## Given data
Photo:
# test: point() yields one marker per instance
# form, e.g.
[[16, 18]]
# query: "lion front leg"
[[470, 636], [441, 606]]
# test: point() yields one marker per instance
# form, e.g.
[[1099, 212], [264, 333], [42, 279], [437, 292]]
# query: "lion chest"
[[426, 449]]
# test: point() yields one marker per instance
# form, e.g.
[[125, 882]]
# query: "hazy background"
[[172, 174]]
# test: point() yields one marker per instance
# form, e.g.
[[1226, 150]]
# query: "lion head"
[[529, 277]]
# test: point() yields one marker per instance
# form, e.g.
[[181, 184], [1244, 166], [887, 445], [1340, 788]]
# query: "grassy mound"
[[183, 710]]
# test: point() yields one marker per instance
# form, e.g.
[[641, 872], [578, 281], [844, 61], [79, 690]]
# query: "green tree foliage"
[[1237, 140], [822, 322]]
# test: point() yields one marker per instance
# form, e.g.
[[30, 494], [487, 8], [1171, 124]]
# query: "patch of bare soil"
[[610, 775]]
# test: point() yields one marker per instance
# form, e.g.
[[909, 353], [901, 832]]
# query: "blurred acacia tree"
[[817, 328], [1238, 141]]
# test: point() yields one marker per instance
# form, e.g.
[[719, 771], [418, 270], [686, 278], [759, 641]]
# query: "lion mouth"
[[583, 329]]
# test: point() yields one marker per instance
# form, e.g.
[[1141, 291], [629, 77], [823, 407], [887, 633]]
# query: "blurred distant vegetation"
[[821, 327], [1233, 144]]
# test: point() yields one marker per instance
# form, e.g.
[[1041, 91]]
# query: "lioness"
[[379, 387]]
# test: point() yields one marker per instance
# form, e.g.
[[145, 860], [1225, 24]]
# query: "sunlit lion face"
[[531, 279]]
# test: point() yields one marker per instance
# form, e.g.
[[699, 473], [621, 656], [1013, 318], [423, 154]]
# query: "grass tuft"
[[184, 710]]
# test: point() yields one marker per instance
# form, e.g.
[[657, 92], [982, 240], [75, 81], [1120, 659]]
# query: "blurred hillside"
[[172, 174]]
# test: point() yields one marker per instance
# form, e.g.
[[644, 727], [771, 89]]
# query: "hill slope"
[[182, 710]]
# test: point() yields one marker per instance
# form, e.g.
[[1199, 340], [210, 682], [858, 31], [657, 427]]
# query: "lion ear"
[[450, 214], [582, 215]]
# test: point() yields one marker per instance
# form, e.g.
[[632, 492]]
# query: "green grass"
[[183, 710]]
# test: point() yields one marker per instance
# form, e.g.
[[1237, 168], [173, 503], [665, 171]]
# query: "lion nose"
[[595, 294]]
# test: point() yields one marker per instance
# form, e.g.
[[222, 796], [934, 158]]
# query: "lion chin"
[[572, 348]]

* * *

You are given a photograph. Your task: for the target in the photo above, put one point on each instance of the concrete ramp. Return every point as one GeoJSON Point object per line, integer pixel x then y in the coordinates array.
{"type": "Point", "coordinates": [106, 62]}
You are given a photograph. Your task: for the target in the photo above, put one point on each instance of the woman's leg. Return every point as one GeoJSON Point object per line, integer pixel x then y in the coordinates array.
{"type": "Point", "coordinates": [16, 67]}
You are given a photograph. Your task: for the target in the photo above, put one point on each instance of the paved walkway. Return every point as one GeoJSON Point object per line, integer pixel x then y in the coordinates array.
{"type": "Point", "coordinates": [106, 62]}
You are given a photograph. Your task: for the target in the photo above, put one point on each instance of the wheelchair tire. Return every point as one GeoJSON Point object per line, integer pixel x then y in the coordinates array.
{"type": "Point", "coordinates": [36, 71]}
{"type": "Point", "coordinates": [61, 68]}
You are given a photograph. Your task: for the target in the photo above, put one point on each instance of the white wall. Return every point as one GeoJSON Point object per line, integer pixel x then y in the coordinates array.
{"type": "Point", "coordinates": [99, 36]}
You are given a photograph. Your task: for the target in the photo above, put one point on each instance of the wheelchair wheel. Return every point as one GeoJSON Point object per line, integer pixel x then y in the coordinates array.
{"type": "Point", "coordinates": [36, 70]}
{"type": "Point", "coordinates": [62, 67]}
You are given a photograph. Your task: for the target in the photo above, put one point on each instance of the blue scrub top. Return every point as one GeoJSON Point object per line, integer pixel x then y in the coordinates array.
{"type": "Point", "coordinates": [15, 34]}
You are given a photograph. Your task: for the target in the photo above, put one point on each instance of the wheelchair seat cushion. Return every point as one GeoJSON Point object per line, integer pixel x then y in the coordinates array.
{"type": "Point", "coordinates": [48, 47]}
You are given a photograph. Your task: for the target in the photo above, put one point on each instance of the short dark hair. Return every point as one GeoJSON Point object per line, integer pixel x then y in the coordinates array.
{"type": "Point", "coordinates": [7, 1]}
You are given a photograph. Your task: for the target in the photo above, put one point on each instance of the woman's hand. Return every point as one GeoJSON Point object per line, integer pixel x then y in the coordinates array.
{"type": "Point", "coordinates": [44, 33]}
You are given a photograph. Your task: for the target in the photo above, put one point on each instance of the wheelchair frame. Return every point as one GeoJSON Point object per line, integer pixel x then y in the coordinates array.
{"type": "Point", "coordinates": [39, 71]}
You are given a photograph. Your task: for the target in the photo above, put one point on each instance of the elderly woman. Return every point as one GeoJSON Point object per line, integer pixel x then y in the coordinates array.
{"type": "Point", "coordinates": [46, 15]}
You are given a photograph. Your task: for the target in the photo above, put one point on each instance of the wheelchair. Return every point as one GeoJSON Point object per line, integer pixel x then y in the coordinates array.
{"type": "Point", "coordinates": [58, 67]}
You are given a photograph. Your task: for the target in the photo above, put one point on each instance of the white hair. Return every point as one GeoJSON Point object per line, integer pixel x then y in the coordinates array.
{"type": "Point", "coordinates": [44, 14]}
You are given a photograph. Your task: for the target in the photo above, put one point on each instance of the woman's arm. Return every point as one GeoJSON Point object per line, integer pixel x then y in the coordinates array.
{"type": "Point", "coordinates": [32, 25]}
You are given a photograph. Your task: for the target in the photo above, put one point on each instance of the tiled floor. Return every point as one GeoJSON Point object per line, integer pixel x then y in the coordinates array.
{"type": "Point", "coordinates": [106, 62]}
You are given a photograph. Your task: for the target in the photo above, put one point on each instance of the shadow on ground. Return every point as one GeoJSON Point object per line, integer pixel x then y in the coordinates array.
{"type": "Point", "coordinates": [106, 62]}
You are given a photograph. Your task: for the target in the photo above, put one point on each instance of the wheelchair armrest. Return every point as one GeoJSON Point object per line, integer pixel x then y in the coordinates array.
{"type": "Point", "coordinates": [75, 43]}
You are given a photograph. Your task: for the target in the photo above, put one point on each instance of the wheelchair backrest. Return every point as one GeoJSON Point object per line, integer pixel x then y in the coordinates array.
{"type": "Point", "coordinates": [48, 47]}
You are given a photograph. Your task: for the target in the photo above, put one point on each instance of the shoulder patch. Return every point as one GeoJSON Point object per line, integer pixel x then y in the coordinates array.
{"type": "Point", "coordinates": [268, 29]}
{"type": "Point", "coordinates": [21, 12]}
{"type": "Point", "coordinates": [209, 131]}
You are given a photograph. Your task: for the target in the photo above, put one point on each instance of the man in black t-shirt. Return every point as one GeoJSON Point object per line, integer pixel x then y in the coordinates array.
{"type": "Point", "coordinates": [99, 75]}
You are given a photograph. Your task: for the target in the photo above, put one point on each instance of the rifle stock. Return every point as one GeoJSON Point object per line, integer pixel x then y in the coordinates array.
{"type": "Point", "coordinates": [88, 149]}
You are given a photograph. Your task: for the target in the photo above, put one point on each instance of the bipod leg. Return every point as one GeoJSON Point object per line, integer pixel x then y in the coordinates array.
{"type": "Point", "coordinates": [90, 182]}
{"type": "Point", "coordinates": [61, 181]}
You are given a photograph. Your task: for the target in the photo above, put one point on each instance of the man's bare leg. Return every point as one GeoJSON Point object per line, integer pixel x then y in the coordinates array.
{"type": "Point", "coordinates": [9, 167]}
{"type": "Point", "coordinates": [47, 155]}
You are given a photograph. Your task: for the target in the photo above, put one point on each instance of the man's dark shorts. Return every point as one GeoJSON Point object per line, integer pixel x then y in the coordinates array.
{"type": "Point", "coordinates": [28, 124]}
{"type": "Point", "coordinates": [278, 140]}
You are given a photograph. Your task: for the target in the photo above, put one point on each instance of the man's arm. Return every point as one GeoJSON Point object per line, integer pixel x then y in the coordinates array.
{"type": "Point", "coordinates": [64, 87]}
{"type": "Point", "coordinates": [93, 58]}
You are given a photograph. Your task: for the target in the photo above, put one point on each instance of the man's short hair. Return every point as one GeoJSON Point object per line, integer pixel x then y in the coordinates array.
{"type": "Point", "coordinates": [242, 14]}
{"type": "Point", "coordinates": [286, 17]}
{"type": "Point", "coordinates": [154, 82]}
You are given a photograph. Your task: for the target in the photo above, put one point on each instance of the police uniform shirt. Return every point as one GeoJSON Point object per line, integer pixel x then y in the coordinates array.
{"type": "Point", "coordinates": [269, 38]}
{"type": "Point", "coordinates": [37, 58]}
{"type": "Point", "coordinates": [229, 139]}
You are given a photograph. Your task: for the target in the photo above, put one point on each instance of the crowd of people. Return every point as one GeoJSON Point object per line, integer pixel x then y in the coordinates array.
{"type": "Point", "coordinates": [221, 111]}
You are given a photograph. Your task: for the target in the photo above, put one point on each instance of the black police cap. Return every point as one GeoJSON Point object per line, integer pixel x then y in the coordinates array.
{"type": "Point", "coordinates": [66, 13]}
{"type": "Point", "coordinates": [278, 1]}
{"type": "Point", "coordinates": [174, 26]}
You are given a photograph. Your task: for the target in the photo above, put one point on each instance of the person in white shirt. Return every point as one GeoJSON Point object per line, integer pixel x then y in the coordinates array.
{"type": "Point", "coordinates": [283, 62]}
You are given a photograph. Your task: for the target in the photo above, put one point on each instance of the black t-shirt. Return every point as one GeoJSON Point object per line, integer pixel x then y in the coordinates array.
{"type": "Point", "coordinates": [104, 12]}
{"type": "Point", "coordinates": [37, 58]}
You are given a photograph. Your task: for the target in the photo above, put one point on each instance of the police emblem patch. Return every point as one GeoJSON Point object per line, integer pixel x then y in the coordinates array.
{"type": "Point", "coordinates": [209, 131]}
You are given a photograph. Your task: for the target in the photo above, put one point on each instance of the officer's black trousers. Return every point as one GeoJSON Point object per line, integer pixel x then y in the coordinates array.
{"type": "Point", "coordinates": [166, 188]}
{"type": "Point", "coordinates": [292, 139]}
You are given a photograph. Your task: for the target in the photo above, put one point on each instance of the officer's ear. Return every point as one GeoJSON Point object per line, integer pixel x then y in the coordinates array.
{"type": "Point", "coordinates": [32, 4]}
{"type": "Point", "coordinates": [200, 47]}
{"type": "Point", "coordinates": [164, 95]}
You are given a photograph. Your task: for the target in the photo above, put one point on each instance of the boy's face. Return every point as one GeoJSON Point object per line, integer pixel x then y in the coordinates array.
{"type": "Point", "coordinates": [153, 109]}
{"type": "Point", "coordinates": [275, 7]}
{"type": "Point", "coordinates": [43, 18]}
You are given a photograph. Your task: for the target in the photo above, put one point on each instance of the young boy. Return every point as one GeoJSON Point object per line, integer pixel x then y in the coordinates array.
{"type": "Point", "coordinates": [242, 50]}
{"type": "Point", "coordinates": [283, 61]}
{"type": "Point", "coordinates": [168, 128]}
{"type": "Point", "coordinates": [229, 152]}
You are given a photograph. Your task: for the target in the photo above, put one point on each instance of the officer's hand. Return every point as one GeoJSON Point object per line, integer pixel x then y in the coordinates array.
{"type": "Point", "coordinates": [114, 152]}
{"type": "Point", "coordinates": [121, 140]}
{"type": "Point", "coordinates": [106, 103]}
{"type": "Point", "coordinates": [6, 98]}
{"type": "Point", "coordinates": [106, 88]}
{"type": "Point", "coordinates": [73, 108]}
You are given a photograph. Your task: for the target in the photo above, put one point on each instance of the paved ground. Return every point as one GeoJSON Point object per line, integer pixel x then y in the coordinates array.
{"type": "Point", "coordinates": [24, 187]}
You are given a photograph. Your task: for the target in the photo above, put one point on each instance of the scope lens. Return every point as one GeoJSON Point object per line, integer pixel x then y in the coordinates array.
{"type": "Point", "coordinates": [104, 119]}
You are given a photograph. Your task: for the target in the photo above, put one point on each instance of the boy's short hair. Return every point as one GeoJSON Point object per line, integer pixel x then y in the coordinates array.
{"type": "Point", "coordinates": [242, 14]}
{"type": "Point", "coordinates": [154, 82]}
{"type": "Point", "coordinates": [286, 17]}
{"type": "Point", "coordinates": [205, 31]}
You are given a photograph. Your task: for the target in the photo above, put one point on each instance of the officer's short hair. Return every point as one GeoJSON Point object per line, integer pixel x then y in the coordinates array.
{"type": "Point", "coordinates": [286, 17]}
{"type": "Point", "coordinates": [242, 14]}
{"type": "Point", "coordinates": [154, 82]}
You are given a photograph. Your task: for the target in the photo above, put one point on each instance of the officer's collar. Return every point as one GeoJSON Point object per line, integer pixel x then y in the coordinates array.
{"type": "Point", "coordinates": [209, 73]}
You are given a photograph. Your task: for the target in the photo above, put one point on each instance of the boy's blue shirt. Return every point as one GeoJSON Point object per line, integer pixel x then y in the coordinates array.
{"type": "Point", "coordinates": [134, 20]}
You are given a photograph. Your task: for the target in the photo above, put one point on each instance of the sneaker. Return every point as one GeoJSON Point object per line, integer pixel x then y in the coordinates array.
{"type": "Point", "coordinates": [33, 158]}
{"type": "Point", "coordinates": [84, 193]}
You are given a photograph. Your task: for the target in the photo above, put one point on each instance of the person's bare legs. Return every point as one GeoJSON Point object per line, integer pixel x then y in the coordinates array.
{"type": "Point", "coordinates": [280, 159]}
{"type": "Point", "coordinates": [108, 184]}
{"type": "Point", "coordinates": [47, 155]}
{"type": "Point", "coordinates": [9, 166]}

## Request
Select every line of the entries above that contains the word "blue", and copy each one out in full. Case counts.

## Response to the exercise
You are given a photograph. Your task: for the target in the photo above, put one point on each instance of the blue scrub top. Return every point as one GeoJSON Point object per line, integer pixel x then y in the coordinates array.
You are given a photograph. Your task: for the target in the photo above, put one point on each instance of the boy's blue shirt. Return every point as one GeoJSON Point object per line, integer pixel x then y in the coordinates array.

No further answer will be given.